» **Exercise**: In the material below, copy out everything from the line containing "the blue sky" down to the line containing "point(85, 78)", both of those lines included, keeping each character unchanged.

» **Data provided**:
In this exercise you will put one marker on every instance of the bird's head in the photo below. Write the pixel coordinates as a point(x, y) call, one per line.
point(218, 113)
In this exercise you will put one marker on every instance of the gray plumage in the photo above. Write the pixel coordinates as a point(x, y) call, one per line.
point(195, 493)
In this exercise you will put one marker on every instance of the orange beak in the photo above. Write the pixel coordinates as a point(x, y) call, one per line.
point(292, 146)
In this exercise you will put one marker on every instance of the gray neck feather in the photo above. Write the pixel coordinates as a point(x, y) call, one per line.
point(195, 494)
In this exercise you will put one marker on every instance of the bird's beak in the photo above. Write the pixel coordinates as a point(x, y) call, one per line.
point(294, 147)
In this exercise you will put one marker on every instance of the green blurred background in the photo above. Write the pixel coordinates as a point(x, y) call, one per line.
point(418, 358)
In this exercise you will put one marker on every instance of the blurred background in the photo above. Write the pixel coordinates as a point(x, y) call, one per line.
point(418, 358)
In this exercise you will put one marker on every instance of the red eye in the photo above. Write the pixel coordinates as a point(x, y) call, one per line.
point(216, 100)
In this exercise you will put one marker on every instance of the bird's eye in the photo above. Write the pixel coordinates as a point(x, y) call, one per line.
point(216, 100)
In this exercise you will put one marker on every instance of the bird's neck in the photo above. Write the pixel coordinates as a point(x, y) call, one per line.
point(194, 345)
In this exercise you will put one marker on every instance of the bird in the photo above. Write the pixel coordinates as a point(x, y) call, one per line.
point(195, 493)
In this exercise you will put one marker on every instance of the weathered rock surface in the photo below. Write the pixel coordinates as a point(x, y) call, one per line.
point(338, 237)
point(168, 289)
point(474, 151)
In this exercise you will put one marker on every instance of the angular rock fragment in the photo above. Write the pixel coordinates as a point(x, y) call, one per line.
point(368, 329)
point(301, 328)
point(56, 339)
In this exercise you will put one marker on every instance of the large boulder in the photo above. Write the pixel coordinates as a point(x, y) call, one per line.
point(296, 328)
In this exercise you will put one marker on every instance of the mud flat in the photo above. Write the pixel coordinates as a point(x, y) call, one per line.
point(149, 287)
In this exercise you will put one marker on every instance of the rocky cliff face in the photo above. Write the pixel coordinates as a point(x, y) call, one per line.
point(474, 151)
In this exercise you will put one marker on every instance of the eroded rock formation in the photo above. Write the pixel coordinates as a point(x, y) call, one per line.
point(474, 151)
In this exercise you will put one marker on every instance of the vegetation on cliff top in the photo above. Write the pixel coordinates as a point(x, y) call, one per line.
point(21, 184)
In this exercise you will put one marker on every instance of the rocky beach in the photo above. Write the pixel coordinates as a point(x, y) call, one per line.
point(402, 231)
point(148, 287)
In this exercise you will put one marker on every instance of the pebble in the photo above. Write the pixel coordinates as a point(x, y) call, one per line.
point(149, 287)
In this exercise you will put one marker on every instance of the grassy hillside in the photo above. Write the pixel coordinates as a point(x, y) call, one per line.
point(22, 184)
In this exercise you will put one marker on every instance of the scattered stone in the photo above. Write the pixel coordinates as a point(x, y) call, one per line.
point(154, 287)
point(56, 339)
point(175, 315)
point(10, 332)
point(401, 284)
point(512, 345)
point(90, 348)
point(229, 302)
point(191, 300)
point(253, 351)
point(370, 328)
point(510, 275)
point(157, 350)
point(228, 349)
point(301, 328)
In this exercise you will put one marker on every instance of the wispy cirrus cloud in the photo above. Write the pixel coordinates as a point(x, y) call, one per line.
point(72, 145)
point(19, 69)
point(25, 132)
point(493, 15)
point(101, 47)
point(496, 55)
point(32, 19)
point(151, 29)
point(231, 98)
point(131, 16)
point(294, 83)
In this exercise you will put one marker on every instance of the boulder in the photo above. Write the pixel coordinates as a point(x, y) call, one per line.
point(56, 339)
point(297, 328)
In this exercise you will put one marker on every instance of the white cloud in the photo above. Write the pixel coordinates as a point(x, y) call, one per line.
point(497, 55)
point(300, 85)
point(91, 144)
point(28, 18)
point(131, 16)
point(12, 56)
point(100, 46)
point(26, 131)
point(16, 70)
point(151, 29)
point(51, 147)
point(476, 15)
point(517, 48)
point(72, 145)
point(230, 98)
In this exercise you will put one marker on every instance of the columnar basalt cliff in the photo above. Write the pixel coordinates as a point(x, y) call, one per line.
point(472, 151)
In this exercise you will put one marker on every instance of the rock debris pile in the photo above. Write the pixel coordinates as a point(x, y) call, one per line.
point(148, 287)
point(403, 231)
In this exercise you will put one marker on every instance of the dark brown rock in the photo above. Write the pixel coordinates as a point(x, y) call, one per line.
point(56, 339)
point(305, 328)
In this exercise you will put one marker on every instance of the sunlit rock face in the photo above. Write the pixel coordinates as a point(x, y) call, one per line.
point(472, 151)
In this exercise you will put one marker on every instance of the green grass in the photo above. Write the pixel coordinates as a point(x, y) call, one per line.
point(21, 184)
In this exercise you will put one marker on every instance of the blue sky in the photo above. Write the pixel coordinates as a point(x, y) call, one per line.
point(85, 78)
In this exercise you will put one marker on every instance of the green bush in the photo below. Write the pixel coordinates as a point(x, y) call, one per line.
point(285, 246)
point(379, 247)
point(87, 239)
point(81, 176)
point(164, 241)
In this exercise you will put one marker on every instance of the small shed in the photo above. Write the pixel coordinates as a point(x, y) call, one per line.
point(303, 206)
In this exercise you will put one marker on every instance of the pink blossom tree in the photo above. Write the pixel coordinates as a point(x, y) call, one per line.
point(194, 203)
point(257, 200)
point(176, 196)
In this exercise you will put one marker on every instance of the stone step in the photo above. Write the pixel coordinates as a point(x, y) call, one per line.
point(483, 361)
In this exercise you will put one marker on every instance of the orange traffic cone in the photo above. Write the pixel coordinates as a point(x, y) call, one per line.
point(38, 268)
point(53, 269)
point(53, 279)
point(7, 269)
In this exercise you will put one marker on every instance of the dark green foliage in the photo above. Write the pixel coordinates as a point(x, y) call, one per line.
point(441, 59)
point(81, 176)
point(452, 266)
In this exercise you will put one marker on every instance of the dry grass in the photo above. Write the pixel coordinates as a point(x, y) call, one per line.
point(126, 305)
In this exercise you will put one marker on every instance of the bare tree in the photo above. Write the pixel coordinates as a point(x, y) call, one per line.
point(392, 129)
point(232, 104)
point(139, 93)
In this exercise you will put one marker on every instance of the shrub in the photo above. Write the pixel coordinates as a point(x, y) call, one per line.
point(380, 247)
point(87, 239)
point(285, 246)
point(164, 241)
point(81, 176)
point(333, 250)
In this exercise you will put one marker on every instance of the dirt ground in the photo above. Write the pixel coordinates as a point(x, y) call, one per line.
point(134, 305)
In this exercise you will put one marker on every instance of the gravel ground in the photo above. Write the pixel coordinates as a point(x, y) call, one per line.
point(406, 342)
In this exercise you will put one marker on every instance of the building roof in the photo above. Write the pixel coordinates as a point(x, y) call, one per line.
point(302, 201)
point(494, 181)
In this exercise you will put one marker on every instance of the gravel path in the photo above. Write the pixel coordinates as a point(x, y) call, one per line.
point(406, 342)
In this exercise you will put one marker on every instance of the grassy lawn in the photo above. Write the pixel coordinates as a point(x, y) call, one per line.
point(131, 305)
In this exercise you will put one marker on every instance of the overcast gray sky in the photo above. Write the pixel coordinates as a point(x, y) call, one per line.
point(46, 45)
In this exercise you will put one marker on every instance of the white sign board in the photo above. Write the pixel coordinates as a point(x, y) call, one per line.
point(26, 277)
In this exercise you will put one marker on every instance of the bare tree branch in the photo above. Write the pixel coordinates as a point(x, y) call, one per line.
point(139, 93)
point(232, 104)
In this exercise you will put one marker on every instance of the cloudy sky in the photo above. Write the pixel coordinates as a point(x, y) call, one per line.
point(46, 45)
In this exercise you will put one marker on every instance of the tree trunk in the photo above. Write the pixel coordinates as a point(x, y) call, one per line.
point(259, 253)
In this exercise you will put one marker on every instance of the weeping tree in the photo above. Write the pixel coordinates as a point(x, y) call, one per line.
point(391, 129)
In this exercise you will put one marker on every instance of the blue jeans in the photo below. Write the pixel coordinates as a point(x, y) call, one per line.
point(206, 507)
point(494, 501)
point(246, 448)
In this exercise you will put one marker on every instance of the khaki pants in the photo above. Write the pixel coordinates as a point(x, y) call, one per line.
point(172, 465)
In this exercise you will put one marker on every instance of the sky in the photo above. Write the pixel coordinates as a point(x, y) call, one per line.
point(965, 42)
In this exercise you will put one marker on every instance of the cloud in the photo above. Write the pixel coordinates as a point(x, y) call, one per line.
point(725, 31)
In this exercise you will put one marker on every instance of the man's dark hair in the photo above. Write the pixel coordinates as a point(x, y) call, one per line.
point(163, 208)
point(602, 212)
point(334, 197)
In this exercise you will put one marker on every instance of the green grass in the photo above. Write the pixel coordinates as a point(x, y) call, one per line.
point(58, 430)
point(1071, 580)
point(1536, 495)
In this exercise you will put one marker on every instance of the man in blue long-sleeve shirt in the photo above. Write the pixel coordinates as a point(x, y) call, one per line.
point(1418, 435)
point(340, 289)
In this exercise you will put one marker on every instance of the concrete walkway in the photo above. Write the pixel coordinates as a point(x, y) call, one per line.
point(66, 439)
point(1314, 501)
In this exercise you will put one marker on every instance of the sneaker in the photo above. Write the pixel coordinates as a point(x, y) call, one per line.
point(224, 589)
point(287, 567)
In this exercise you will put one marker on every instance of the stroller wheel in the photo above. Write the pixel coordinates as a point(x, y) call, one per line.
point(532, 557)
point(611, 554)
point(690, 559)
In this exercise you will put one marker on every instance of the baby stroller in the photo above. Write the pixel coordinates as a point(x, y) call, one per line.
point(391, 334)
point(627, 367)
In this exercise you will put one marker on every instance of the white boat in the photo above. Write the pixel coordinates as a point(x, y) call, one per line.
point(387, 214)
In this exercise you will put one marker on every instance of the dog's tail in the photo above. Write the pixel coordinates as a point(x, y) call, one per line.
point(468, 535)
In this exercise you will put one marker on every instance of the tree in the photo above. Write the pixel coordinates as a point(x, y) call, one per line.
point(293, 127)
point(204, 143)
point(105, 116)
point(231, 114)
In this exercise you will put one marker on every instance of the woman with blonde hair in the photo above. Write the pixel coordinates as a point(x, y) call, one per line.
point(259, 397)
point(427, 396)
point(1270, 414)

» **Response for this exercise**:
In this exercise you will put one marker on every instance of the blue sky in the photo above. Write the pixel coordinates as a point(x, y) call, one per line.
point(85, 78)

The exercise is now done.